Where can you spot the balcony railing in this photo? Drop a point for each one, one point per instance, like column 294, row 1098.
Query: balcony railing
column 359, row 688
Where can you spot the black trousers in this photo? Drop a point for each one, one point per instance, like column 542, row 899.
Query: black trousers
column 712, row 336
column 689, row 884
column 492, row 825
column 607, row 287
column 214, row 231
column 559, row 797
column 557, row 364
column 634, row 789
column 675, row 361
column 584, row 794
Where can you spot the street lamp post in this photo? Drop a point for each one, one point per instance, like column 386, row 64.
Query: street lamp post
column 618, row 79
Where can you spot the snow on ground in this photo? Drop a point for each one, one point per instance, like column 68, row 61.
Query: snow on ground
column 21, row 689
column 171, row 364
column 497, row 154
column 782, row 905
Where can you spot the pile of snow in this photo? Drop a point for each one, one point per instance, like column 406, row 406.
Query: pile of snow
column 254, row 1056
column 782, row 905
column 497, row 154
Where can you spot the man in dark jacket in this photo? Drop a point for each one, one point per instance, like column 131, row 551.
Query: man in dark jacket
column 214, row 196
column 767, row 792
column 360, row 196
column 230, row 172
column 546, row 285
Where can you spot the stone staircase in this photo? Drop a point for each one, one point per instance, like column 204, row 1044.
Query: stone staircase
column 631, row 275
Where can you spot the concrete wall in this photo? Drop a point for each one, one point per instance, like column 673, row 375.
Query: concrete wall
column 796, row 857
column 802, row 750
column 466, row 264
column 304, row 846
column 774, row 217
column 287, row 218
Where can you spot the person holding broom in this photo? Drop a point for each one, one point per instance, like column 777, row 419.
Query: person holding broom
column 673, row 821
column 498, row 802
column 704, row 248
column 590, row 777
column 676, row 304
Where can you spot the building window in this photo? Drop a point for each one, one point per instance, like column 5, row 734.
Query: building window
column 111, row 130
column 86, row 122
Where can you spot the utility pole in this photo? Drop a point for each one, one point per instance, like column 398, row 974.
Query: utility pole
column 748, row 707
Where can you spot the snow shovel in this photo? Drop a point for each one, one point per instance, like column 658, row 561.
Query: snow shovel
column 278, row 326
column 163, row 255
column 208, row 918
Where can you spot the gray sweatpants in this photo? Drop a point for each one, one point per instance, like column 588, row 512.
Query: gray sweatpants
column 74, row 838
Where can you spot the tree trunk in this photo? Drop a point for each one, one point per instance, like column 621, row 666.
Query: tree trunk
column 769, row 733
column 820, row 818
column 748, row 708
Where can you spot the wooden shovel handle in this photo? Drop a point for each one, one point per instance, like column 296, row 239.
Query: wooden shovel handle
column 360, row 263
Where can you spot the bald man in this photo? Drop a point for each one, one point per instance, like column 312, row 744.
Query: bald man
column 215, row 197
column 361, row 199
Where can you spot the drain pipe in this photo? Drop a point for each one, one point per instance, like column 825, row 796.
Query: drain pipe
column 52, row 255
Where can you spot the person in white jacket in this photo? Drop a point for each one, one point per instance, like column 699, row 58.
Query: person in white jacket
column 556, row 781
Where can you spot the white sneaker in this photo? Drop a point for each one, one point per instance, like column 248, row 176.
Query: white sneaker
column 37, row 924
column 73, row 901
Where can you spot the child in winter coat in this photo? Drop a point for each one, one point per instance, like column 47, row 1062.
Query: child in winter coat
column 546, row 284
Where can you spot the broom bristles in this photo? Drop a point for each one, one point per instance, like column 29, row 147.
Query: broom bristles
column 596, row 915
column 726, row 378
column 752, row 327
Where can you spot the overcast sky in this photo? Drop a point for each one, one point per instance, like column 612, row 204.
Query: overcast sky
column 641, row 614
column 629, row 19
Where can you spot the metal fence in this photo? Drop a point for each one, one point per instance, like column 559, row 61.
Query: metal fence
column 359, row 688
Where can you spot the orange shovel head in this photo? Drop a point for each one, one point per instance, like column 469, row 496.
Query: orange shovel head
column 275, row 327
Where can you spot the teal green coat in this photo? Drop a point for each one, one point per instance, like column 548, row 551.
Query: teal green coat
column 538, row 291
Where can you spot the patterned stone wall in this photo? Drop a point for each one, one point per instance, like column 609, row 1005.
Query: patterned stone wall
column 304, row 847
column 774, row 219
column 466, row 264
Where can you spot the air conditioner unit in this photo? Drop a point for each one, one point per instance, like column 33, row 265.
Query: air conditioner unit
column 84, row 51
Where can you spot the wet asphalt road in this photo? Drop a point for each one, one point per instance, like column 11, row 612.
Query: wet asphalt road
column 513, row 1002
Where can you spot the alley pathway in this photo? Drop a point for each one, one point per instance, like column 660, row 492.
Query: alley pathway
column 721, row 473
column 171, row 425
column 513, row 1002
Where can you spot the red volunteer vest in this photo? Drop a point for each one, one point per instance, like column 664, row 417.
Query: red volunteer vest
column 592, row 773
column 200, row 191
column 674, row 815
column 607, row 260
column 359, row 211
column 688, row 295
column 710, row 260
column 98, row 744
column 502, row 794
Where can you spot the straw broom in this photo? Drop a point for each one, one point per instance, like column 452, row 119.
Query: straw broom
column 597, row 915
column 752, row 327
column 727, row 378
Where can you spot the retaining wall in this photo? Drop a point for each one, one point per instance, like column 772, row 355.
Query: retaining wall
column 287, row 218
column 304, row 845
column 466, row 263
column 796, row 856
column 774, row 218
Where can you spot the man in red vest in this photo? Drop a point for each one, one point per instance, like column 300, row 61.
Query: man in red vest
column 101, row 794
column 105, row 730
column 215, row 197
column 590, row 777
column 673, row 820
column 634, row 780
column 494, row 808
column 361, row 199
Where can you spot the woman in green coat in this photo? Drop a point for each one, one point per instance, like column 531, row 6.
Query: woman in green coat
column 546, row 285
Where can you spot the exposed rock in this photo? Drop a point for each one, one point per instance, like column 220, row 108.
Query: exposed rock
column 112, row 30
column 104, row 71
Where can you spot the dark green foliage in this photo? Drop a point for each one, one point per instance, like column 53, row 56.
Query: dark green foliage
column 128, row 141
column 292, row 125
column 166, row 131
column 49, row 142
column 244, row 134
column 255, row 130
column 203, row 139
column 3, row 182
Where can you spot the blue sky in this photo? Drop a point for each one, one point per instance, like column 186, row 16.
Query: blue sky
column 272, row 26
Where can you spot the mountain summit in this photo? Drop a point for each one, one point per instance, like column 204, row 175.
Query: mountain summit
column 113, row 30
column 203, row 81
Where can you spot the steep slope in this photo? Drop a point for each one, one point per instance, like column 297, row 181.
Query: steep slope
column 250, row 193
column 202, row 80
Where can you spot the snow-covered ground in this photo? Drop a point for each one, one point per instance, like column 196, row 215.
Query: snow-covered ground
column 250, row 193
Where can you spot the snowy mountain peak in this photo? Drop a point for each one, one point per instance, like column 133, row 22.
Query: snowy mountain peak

**********

> [Prompt]:
Please retype every one of the entries above word for word, changing nothing.

> [Response to the task]:
Where can you spot the balcony railing in this photo? Drop a point for each one, one point per instance, like column 294, row 1098.
Query: balcony railing
column 359, row 688
Where can you spot the black trousers in this photo? Drop a point for each one, one point per instance, like column 542, row 899.
Query: black trousers
column 712, row 336
column 689, row 884
column 492, row 825
column 607, row 287
column 214, row 231
column 559, row 797
column 557, row 364
column 634, row 789
column 675, row 361
column 584, row 794
Where can you spot the street lamp post in this photo? Drop a point for each one, one point per instance, like column 386, row 64.
Query: street lamp post
column 618, row 79
Where can you spot the snow on ground in this photo? Drop a point for each one, one point per instance, like column 68, row 61.
Query: snow on ground
column 21, row 689
column 171, row 364
column 497, row 154
column 782, row 905
Where can you spot the pile of snow in this photo? Drop a point for each one, one point per instance, like column 406, row 406.
Query: pile of snow
column 254, row 1056
column 782, row 905
column 497, row 154
Where can you spot the man in dark jacket in this photo? Drop a point for each one, one point per instance, like column 131, row 551.
Query: man in dark jacket
column 214, row 196
column 767, row 792
column 360, row 196
column 230, row 172
column 546, row 285
Where can you spot the stone staircase in this photo? Drop a point for each one, one point per instance, like column 204, row 1044.
Query: stone staircase
column 631, row 275
Where can you spot the concrete wall in this photo? Drop a point for each one, one point per instance, like column 673, row 375.
Query: concrete wall
column 796, row 857
column 802, row 750
column 466, row 264
column 304, row 846
column 774, row 217
column 287, row 218
Where can you spot the person holding broom in this photo? Drop a point for each one, one point per instance, like column 777, row 419.
Query: person holding broom
column 673, row 821
column 498, row 802
column 704, row 248
column 590, row 777
column 676, row 304
Where can you spot the building window in this photo? Drop a point for each one, one point per instance, like column 5, row 734.
Query: building window
column 111, row 130
column 86, row 122
Where can you spot the utility pole in this photo? Drop a point for each one, one point per instance, like column 398, row 974.
Query: utility pole
column 748, row 707
Where can you spot the snow shovel in this photo? Drop a point for each one, one point per instance, like column 658, row 561.
Query: snow shovel
column 278, row 326
column 163, row 255
column 208, row 918
Where can you spot the gray sweatpants in this photo? Drop a point for each one, one point per instance, like column 588, row 512.
Query: gray sweatpants
column 74, row 838
Where can you spot the tree trunk in this photo? Drop a point for each one, one point per instance, like column 621, row 666.
Query: tree trunk
column 769, row 733
column 820, row 818
column 748, row 708
Where can you spot the wooden shovel handle in this photo? Drop a point for each one, one point per instance, like column 296, row 239.
Query: wooden shovel handle
column 360, row 263
Where can you spot the bald man in this photo? Drop a point for each one, one point per instance, like column 312, row 744.
Query: bald man
column 215, row 197
column 361, row 199
Where can you spot the drain pipe in this photo? Drop a point for each one, one point per instance, like column 825, row 796.
Query: drain pipe
column 52, row 255
Where can you spot the person in white jacket in this photo? Drop a point for each one, one point per instance, like column 699, row 58.
Query: person in white jacket
column 556, row 781
Where can you spot the white sneaker in this photo? Drop a point for each one, one point per instance, like column 248, row 176.
Query: white sneaker
column 37, row 924
column 73, row 901
Where can you spot the child in winter coat in this photo? Drop a point for each one, one point per instance, like column 47, row 1062.
Query: child in winter coat
column 546, row 284
Where can you spot the broom bristles in this photo? Drop a point for each one, one point per instance, like column 29, row 147.
Query: broom bristles
column 596, row 915
column 726, row 378
column 752, row 327
Where can you spot the overcast sky in this photo? Drop a point for each one, one point per instance, like column 612, row 204.
Query: overcast sky
column 641, row 614
column 629, row 19
Where can you spot the metal fence in this photo? Drop a point for each one, one point per instance, like column 559, row 61.
Query: metal fence
column 359, row 688
Where can you spot the orange shovel head in this photo? Drop a point for each one, one point per instance, like column 469, row 496.
Query: orange shovel head
column 275, row 327
Where can you spot the teal green coat in this photo? Drop a point for each one, one point per instance, like column 548, row 551.
Query: teal green coat
column 538, row 291
Where can you spot the patterned stone wall in this photo? Drop a point for each one, one point per instance, like column 609, row 1005.
Query: patterned stone wall
column 304, row 847
column 774, row 219
column 466, row 264
Where can you spot the air conditioner unit in this photo? Drop a point for each one, one point per instance, like column 33, row 265.
Query: air conditioner unit
column 84, row 51
Where can you spot the wet asphalt road in this photo? Drop a point for each one, one point per instance, like column 11, row 612.
Query: wet asphalt road
column 513, row 1002
Where can you spot the alley pathway in this photo? Drop a point for each one, one point per instance, like column 660, row 492.
Query: alley pathway
column 721, row 473
column 171, row 425
column 513, row 1002
Where can you spot the red volunteer vest in this photo? Drop a point for each one, one point per instance, like column 664, row 417.
Query: red volunteer vest
column 592, row 773
column 200, row 191
column 674, row 815
column 607, row 260
column 359, row 211
column 688, row 295
column 710, row 260
column 98, row 744
column 502, row 794
Where can you spot the straw broom in this photo? Drop a point for each one, one point per instance, like column 452, row 119.
Query: straw broom
column 597, row 915
column 752, row 327
column 727, row 378
Where can you spot the retaining wall in this photo? Drop a point for each one, one point per instance, like column 772, row 355.
Query: retaining wall
column 287, row 218
column 304, row 845
column 466, row 263
column 796, row 856
column 774, row 218
Where can you spot the man in red vest in this photo? Drop a point for each one, one point per instance, like column 300, row 61.
Query: man in red vest
column 101, row 794
column 105, row 730
column 215, row 197
column 590, row 777
column 673, row 820
column 634, row 780
column 494, row 808
column 361, row 199
Where can you spot the woman in green coat in this photo? Drop a point for each one, one point per instance, like column 531, row 6.
Query: woman in green coat
column 546, row 285
Where can you spot the exposed rock in this photo? Drop a point for each one, one point per instance, like column 220, row 108.
Query: exposed rock
column 112, row 30
column 104, row 71
Where can you spot the dark green foliage in this photo? Drop a point for each one, one point per instance, like column 53, row 56.
Query: dark green foliage
column 128, row 141
column 292, row 125
column 166, row 131
column 49, row 142
column 244, row 134
column 255, row 130
column 203, row 139
column 3, row 182
Where can you spot the blue sky in this photo? Drop a point for each one, one point per instance, like column 186, row 16.
Query: blue sky
column 272, row 26
Where can you spot the mountain summit in this photo? Drop a point for each one, one point per instance, like column 204, row 175.
Query: mountain summit
column 113, row 30
column 203, row 81
Where can you spot the steep slope in this photo? Drop a point for each one, one point per instance, like column 297, row 181.
Query: steep slope
column 250, row 193
column 202, row 80
Where can you spot the snow-covered ground in this photo? Drop a point for each one, one point per instance, like column 196, row 215.
Query: snow-covered ground
column 250, row 193
Where can you spot the snowy mountain peak in this photo? Drop a point for each one, one point per instance, like column 133, row 22.
Query: snowy mountain peak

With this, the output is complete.